/---
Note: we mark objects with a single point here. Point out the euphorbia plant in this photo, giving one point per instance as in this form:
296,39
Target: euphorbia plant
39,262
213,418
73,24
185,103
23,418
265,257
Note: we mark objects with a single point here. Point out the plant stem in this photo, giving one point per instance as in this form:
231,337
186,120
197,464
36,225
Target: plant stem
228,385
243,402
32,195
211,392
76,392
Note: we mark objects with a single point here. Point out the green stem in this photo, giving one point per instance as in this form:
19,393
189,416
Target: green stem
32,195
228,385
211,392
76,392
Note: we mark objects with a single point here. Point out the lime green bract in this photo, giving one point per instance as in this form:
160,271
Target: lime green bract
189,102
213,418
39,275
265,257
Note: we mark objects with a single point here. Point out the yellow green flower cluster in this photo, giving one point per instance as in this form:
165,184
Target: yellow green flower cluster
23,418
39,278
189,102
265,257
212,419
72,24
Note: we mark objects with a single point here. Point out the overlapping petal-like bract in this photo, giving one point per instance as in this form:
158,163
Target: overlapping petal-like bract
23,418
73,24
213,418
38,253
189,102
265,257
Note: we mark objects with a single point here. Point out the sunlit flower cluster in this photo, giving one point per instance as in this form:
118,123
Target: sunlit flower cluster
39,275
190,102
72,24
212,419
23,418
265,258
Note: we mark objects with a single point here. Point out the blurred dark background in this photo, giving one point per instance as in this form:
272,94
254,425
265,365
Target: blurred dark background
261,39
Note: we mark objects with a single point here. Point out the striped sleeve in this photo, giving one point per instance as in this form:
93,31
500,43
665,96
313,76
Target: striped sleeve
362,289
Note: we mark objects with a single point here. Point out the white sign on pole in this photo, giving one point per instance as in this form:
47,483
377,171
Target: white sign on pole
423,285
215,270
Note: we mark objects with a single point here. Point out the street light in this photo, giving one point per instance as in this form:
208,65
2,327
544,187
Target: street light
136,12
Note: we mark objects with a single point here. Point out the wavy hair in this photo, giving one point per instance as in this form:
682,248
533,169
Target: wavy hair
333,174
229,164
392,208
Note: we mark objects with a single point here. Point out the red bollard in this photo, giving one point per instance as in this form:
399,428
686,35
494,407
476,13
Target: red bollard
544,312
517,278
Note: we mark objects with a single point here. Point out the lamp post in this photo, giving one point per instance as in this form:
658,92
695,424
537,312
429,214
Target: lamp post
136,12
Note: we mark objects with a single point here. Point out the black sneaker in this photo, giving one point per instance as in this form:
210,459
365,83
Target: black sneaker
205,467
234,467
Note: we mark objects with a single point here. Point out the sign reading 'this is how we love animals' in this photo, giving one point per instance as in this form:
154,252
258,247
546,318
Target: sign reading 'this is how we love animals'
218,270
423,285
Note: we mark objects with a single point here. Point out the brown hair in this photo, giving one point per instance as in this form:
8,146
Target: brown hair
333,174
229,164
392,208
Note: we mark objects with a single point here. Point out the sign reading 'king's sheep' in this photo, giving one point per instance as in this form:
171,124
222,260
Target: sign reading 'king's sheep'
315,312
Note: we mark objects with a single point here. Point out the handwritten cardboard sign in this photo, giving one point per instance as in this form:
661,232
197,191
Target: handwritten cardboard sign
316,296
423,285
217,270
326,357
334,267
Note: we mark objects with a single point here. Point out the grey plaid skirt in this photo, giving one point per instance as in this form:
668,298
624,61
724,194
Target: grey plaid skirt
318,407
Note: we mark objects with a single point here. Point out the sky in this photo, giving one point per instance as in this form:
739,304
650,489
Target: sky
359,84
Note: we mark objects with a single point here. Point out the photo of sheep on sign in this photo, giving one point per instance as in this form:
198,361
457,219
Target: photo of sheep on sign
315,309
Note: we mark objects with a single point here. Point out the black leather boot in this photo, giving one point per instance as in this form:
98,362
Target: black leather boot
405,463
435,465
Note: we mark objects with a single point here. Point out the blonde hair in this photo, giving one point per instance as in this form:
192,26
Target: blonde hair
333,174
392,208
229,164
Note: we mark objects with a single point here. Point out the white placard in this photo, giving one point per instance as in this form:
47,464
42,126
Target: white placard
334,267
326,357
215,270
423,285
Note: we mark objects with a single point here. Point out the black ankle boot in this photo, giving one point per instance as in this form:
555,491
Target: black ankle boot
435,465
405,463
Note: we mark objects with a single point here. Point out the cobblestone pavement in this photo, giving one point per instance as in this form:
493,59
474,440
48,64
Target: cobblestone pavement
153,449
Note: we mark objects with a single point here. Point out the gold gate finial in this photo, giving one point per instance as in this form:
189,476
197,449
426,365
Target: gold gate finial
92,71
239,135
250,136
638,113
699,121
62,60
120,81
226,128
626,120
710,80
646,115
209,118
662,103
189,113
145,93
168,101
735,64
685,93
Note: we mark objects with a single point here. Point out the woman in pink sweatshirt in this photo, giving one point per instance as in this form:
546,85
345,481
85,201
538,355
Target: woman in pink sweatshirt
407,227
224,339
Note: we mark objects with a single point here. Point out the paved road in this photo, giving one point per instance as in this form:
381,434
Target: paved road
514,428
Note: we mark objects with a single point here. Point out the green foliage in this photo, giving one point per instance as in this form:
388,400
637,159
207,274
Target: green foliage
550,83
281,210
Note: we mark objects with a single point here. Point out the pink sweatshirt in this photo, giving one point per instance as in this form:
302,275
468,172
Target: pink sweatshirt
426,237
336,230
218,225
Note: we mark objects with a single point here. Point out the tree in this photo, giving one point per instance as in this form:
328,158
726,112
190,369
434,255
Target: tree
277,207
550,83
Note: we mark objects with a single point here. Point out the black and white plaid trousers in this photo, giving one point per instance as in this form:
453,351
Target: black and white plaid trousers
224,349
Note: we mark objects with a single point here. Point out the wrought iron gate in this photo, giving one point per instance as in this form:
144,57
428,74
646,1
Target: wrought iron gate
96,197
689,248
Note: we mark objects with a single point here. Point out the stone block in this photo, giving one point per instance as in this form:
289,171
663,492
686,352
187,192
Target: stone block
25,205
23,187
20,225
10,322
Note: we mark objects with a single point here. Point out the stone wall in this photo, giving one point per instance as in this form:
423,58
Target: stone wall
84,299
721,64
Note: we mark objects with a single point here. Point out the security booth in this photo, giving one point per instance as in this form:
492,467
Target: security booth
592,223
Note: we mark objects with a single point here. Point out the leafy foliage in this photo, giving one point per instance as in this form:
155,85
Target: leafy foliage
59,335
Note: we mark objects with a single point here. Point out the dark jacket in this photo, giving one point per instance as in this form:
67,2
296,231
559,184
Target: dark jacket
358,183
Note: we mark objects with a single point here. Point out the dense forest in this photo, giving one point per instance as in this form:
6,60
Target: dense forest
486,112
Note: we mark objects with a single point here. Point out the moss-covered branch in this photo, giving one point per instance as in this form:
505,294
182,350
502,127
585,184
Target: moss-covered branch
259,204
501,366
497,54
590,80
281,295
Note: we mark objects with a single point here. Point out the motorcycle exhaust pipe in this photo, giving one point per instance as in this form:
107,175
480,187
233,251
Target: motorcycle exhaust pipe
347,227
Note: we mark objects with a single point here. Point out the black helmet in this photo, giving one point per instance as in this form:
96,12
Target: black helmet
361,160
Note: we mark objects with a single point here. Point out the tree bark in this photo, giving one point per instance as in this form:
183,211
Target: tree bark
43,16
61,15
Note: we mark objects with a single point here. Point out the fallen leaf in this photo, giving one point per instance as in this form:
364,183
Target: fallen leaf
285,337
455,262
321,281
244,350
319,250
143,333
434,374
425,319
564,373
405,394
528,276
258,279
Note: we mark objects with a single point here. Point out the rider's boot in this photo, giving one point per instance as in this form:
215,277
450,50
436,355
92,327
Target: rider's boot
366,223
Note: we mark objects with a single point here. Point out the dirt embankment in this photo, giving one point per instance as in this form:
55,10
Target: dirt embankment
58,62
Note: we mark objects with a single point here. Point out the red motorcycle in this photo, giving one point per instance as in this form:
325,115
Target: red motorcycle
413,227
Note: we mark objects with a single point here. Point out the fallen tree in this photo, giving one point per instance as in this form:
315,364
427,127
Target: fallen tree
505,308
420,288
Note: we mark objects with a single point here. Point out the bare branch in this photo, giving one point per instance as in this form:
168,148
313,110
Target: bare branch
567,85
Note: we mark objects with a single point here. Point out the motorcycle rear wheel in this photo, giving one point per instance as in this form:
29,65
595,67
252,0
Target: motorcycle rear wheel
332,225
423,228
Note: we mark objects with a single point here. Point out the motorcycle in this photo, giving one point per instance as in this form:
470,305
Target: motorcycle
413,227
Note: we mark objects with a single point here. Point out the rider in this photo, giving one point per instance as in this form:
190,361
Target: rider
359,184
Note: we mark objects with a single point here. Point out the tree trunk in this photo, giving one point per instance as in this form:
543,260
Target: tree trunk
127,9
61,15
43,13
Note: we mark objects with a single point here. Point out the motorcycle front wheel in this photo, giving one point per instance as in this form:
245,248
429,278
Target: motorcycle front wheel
\---
Convert the data lines from the line containing "the motorcycle rear" through the end of the data, inclusive, into a Markdown table with the columns Row and Line. Omit any blank lines.

| Row | Line |
|---|---|
| 1 | Note: we mark objects with a single point here. Point out the motorcycle rear wheel in this photo, giving one point per instance as in this form: |
| 2 | 29,65 |
| 3 | 595,67 |
| 4 | 252,0 |
| 5 | Target: motorcycle rear wheel |
| 6 | 332,225 |
| 7 | 423,228 |
| 8 | Note: we mark objects with a single point here. Point out the motorcycle in this photo, giving one point per instance as in this form: |
| 9 | 470,305 |
| 10 | Target: motorcycle |
| 11 | 413,227 |
| 12 | Note: we mark objects with a single point here. Point out the rider in this photo, giving one point per instance as in this form: |
| 13 | 190,361 |
| 14 | Target: rider |
| 15 | 359,184 |
| 16 | Note: we mark objects with a single point here. Point out the tree trunk in this photo, giving one point per instance as in this form: |
| 17 | 543,260 |
| 18 | Target: tree trunk |
| 19 | 127,9 |
| 20 | 61,15 |
| 21 | 43,13 |
| 22 | Note: we mark objects with a single point here. Point out the motorcycle front wheel in this photo, giving one point per instance as in this form: |
| 23 | 245,248 |
| 24 | 429,278 |
| 25 | Target: motorcycle front wheel |